(Excerpts from segmentation records)
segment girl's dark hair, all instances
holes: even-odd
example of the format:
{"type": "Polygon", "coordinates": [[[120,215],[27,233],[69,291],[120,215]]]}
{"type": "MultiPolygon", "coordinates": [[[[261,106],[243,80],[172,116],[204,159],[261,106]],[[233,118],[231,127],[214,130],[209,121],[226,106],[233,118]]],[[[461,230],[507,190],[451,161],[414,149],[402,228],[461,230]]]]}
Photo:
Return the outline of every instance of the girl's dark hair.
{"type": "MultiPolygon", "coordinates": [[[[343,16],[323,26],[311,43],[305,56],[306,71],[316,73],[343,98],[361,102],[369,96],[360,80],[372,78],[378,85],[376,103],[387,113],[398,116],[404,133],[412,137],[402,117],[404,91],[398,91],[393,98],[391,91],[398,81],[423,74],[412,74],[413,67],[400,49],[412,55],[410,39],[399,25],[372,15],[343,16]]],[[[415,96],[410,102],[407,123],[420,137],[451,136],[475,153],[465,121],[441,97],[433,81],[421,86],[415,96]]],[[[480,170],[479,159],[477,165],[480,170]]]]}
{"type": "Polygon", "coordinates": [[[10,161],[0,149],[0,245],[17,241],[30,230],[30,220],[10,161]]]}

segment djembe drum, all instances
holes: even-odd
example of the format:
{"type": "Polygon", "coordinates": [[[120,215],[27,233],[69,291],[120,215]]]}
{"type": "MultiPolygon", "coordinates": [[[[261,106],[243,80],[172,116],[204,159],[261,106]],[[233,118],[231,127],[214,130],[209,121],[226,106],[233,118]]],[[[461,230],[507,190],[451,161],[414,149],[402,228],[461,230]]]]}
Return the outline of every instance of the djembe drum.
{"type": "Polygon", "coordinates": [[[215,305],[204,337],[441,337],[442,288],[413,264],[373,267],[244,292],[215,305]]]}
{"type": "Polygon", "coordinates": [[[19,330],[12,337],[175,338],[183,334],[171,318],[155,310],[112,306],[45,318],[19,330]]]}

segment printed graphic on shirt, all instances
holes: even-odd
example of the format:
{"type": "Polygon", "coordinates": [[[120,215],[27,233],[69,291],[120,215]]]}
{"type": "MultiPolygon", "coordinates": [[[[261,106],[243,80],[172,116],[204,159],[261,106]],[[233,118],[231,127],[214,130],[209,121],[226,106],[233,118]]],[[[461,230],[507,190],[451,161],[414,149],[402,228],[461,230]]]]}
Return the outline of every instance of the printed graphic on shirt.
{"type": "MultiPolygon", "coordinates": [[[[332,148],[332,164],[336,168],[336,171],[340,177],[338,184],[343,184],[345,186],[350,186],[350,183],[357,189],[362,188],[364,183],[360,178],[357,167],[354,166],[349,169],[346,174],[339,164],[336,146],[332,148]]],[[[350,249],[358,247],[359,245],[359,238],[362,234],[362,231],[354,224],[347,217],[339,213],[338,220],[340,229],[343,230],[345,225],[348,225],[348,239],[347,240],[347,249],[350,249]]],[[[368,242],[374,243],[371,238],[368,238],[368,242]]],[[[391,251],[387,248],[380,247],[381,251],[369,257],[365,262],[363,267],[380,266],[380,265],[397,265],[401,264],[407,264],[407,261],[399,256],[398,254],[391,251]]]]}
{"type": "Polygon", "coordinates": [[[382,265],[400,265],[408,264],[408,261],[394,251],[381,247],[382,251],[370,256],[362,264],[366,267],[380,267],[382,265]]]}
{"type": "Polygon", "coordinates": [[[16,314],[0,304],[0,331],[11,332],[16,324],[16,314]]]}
--
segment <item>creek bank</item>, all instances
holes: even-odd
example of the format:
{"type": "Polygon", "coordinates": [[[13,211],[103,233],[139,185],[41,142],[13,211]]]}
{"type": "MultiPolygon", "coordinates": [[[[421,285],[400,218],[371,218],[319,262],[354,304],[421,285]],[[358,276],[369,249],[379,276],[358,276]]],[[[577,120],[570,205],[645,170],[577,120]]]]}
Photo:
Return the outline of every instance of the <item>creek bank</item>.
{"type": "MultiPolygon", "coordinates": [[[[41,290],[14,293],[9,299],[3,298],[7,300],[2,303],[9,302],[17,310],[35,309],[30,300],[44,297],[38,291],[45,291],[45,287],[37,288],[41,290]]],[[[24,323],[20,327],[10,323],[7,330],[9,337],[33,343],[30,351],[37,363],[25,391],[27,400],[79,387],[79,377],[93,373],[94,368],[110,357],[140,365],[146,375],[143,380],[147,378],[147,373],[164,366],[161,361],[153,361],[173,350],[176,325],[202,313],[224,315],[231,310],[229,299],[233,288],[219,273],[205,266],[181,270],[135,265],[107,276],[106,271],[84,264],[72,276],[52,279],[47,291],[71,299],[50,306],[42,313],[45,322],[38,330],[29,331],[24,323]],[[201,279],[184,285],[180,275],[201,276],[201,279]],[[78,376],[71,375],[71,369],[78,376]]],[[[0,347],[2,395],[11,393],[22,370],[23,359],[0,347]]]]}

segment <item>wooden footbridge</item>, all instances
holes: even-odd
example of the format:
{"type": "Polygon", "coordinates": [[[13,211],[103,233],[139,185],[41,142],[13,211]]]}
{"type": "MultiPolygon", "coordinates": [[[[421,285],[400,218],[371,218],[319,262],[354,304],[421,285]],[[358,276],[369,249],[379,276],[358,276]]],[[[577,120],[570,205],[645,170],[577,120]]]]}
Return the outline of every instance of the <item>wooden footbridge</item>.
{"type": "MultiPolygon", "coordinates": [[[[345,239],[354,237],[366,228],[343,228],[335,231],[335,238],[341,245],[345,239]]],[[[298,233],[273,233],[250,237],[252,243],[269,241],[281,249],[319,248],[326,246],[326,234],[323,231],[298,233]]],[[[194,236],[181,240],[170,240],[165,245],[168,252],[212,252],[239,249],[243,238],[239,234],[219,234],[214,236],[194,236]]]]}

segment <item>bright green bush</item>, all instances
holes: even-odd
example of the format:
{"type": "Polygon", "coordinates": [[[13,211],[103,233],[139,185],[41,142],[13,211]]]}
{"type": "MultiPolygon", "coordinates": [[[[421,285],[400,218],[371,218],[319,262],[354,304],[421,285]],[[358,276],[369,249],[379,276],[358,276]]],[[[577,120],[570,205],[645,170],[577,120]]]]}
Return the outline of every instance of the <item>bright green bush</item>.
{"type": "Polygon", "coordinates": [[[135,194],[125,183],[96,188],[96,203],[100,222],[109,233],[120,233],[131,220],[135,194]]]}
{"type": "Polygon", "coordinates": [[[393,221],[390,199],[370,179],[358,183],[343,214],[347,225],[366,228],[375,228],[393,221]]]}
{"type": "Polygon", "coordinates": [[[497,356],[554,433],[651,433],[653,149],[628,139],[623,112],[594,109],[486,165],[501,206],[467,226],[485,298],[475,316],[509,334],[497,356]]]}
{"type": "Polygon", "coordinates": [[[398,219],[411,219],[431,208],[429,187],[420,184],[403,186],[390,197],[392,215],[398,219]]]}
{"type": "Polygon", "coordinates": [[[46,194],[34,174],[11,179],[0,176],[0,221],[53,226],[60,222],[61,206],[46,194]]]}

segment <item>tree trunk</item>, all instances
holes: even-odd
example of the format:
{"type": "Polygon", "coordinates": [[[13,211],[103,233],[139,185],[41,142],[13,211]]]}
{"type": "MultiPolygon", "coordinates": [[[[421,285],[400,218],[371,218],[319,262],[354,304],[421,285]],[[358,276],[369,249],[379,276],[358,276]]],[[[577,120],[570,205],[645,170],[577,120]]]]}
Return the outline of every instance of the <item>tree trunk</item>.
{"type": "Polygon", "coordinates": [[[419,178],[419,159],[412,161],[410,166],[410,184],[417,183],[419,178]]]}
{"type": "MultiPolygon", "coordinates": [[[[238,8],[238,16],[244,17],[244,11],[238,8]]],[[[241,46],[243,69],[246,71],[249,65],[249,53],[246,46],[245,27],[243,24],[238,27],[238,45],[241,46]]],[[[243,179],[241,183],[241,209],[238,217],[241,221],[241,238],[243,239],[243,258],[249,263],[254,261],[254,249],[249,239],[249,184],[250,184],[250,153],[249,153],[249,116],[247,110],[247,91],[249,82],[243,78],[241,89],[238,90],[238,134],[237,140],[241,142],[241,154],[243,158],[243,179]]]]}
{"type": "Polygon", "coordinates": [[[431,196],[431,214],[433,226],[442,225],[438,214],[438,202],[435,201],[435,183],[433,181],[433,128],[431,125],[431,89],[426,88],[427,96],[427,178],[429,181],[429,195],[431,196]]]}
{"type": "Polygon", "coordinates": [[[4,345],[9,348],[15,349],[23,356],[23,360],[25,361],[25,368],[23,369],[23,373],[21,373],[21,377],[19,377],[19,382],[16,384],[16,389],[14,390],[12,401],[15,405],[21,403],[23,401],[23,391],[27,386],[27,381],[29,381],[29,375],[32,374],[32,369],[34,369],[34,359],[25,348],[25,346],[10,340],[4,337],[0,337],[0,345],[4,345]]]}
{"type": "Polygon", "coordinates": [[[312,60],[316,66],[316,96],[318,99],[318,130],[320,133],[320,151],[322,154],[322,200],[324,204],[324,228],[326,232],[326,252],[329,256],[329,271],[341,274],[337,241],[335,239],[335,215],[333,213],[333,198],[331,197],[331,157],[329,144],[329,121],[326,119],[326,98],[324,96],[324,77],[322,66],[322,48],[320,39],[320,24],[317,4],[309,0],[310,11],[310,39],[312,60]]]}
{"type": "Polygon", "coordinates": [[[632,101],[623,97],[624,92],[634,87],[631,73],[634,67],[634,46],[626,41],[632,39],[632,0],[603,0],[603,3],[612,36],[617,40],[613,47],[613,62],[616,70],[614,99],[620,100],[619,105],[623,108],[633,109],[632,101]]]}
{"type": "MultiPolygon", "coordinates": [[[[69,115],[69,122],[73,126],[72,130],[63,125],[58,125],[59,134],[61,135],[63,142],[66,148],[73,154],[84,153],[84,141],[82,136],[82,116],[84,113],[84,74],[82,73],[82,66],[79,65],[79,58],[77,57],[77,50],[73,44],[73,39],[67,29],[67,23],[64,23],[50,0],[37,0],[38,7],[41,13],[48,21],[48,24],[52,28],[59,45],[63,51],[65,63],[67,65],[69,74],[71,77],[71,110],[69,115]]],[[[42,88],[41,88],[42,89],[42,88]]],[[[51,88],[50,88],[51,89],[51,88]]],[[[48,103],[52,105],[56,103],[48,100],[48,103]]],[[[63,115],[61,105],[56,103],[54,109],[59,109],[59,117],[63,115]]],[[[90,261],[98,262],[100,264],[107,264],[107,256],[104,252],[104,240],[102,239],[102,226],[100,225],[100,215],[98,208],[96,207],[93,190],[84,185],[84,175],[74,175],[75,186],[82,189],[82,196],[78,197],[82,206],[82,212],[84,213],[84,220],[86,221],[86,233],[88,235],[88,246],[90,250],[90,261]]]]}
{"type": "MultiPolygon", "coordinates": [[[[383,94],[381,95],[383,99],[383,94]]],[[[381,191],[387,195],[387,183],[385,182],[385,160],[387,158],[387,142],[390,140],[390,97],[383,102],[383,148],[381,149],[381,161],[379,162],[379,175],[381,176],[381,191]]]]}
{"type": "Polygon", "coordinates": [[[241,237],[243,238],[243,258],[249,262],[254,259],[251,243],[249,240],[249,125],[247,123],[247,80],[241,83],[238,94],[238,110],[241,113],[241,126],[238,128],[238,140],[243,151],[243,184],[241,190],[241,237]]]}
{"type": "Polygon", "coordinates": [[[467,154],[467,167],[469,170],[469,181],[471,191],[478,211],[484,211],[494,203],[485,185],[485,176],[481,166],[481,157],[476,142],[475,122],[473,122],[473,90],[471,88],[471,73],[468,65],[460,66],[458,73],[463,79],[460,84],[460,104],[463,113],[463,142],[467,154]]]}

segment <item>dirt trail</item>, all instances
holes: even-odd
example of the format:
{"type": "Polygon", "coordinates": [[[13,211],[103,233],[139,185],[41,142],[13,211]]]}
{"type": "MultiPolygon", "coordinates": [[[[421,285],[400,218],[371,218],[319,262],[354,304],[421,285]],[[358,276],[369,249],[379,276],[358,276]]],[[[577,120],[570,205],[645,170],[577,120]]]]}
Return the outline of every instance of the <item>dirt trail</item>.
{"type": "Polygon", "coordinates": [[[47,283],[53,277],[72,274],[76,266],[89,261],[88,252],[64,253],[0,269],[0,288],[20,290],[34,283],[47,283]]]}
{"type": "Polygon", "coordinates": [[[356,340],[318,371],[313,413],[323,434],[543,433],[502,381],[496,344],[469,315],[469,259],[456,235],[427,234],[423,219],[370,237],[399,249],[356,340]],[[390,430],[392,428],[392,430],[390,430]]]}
--
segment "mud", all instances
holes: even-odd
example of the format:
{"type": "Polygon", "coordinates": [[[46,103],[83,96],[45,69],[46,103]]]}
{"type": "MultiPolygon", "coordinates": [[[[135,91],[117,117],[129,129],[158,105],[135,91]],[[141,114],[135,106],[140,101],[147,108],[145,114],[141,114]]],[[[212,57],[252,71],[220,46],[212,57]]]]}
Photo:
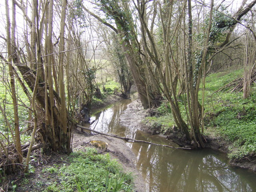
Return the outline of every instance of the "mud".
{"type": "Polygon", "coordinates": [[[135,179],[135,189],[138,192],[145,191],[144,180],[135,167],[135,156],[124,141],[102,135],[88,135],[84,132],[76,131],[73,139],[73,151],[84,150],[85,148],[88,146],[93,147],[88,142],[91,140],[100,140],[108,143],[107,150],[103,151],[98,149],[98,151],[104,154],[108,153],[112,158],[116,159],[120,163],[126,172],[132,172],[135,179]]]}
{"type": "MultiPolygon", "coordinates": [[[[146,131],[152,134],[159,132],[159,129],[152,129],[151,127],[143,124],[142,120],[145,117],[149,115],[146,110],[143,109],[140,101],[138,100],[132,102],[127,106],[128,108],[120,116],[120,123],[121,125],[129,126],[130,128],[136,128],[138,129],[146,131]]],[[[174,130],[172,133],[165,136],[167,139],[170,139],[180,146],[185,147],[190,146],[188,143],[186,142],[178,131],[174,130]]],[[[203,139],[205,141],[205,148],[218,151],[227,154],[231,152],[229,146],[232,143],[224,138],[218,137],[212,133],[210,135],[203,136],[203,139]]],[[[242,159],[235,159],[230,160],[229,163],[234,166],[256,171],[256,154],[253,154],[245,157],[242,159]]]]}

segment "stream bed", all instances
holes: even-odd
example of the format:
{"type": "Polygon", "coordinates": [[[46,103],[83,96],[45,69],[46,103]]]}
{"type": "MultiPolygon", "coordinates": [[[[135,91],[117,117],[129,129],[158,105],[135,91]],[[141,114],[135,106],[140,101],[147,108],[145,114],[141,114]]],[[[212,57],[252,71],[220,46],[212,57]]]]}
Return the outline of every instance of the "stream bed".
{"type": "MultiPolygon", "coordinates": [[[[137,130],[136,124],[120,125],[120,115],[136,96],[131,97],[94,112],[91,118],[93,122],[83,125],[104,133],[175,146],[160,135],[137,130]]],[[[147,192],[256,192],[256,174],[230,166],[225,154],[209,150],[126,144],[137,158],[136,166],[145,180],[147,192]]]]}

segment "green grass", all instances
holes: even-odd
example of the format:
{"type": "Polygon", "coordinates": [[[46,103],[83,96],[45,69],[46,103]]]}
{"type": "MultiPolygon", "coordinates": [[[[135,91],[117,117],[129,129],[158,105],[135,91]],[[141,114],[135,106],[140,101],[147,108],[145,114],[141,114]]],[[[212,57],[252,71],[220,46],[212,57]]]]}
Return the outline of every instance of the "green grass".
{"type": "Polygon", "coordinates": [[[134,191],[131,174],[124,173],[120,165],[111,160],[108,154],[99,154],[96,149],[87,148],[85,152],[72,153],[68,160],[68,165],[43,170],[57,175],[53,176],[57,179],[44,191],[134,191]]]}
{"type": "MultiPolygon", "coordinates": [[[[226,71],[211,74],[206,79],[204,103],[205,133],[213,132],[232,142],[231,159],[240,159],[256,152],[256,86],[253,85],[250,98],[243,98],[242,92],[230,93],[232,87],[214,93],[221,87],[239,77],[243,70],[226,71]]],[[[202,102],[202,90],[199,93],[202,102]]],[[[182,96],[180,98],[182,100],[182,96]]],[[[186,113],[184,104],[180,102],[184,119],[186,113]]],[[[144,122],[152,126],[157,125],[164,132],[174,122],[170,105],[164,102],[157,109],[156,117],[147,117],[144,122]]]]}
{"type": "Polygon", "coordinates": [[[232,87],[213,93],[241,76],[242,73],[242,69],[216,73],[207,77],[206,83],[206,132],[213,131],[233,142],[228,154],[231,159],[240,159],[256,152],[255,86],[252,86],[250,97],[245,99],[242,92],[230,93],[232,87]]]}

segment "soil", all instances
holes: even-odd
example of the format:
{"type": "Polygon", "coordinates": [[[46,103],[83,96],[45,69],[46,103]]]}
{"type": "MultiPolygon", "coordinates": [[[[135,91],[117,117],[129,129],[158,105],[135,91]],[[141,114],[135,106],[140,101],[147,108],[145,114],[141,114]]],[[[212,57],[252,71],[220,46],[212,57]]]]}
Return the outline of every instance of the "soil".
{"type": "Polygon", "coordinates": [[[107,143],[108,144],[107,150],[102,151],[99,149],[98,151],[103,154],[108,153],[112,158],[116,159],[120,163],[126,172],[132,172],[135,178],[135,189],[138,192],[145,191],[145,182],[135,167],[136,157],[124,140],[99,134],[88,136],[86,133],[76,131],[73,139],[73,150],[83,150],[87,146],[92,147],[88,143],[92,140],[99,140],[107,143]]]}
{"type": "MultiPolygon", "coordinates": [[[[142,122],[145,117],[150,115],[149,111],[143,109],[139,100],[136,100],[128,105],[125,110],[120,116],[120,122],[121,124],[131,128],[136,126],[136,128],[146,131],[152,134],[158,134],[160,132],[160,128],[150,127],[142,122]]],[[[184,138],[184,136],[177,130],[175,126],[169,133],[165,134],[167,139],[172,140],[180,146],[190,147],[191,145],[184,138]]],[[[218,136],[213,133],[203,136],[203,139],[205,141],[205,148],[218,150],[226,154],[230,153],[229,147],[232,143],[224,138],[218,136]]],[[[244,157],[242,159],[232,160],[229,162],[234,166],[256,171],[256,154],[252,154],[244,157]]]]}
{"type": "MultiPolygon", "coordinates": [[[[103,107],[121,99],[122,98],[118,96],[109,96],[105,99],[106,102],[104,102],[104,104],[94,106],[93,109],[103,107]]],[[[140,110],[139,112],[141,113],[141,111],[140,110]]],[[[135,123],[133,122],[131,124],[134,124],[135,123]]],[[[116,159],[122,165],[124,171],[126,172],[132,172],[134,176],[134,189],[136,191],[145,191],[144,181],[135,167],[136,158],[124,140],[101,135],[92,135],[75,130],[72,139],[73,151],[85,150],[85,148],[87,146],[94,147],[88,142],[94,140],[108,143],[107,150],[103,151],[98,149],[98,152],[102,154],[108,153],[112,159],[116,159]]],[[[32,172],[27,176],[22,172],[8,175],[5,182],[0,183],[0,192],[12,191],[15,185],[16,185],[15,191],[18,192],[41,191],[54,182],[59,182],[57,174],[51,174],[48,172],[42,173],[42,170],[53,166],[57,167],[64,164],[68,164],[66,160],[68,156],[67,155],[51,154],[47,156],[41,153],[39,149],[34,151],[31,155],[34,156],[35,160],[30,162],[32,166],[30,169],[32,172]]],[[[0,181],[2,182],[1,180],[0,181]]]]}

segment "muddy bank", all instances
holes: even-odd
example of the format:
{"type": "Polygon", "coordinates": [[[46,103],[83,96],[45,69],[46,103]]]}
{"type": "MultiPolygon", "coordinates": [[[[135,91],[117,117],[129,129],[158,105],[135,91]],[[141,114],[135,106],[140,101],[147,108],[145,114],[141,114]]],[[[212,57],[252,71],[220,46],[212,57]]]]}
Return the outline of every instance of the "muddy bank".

*Written problem*:
Reproduce without any change the lines from the one containing "segment djembe drum, all instances" through the one containing "Return the outline of every instance of the djembe", including both of those lines.

*Task answer*:
segment djembe drum, all instances
holes: even-odd
example of the format:
{"type": "Polygon", "coordinates": [[[120,215],[27,233],[69,291],[120,215]]]}
{"type": "MultiPolygon", "coordinates": [[[[261,106],[243,80],[172,116],[204,159],[261,106]],[[233,118],[231,127],[214,130],[209,121],[226,106],[233,118]]],[[[461,230],[507,190],[451,161],[414,149],[402,228],[461,230]]]]}
Return the outline of every instance of the djembe drum.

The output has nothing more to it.